INFORMATION GIVEN:
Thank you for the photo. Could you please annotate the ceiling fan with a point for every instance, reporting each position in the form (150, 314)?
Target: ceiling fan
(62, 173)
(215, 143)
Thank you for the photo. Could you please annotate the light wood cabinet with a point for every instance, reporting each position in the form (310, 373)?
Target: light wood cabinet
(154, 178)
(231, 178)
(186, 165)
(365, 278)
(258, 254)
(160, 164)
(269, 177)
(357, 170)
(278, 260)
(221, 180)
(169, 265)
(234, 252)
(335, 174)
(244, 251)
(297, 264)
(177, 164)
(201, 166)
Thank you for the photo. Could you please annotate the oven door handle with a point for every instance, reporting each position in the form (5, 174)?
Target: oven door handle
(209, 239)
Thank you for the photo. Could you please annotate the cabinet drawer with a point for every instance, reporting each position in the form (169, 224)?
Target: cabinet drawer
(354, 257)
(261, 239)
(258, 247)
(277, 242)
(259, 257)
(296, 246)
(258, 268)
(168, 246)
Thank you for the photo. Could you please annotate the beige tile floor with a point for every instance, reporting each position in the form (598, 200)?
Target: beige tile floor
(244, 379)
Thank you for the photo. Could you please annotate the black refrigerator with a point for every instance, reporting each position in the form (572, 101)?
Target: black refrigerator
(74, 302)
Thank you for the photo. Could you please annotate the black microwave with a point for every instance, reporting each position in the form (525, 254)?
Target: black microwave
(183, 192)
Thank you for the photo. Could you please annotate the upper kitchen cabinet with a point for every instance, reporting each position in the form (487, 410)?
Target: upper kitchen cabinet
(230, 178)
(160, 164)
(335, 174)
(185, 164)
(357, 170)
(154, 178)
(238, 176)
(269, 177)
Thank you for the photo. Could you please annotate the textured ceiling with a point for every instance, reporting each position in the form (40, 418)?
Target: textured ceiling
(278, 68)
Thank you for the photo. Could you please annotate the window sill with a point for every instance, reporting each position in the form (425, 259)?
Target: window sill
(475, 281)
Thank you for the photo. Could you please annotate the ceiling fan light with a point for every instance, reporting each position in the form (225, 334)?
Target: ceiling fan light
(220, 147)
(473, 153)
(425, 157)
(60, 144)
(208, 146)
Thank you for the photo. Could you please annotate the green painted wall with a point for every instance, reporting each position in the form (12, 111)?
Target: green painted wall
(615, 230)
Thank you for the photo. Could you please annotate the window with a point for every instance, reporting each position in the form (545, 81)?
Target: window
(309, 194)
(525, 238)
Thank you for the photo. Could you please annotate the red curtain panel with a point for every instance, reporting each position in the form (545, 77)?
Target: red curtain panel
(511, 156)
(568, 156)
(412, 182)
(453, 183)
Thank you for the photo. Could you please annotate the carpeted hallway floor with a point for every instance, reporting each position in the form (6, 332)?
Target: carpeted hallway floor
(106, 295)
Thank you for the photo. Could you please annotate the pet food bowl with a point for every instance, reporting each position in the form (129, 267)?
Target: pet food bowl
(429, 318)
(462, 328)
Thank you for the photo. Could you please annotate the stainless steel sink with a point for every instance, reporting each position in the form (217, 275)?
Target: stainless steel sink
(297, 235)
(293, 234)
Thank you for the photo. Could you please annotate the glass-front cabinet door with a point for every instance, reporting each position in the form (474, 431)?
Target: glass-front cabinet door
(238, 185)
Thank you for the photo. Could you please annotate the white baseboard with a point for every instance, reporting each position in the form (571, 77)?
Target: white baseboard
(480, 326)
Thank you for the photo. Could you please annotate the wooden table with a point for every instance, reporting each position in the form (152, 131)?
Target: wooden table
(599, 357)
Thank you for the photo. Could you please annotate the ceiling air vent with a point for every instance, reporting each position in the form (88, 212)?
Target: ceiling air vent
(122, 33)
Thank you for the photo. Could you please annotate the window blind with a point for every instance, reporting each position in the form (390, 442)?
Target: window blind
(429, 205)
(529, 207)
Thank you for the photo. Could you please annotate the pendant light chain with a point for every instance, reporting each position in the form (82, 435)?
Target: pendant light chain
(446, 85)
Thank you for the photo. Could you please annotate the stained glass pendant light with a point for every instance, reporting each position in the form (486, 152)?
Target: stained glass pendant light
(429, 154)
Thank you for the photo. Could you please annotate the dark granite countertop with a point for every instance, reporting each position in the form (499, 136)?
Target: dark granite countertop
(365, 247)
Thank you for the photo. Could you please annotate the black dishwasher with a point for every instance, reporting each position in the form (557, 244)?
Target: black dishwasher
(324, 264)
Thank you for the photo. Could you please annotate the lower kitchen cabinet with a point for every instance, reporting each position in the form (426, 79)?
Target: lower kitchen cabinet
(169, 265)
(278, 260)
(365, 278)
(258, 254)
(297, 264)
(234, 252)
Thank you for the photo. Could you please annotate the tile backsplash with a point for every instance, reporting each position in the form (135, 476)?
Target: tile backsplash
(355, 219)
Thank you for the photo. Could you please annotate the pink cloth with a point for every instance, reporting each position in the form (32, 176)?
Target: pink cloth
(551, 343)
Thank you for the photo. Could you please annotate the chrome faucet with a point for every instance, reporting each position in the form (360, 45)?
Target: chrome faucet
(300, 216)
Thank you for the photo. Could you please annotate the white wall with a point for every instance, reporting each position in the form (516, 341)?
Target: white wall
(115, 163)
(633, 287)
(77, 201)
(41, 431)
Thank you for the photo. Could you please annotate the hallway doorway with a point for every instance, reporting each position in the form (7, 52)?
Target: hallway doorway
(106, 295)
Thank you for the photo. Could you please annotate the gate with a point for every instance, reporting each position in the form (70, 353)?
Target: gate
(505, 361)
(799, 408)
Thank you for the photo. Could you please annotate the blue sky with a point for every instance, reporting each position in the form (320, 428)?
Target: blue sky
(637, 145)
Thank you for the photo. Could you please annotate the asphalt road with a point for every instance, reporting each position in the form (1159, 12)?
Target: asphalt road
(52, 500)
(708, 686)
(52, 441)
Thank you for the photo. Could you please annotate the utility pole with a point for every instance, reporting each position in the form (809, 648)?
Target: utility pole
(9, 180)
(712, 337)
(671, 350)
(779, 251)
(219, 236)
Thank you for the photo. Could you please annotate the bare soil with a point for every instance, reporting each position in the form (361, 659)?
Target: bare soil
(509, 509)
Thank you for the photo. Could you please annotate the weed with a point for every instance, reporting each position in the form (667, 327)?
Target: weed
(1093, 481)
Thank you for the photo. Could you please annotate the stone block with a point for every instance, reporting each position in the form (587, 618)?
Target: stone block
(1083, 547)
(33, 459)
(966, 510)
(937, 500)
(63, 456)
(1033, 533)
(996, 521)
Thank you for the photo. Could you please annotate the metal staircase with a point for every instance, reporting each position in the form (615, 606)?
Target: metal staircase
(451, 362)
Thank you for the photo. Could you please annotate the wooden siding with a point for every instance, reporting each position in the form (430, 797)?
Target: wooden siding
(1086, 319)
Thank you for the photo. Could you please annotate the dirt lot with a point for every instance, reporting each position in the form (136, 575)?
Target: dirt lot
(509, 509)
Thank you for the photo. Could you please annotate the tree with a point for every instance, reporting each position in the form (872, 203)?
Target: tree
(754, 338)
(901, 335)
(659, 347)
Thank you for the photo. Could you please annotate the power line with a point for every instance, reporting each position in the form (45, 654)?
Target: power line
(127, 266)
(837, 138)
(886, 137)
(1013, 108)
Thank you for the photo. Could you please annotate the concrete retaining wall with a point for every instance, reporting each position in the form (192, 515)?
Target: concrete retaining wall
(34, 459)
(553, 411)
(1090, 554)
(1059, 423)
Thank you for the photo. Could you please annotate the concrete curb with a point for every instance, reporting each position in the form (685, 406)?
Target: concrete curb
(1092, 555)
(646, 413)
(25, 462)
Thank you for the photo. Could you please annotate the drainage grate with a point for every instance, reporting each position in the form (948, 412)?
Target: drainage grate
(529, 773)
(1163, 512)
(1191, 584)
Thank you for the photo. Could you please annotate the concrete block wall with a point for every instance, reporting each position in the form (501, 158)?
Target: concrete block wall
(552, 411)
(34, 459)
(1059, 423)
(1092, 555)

WHAT NEEDS TO BE DONE: For the listing above, print only the lines starting at the line containing "Thank you for the photo. Could you please annotate the red" and ending at the line containing "Thank you for the photo. Could you please annotate the carpeted", exactly, both included.

EXPECTED ANSWER:
Thank you for the photo. Could you please annotate the red curtain panel with a point for every instance, reporting each position in the form (545, 77)?
Target: red curtain panel
(511, 156)
(568, 156)
(412, 182)
(453, 183)
Thank you for the photo. Could you please annotate the carpeted hallway floor with a point for every instance, reporting each position in the form (6, 332)?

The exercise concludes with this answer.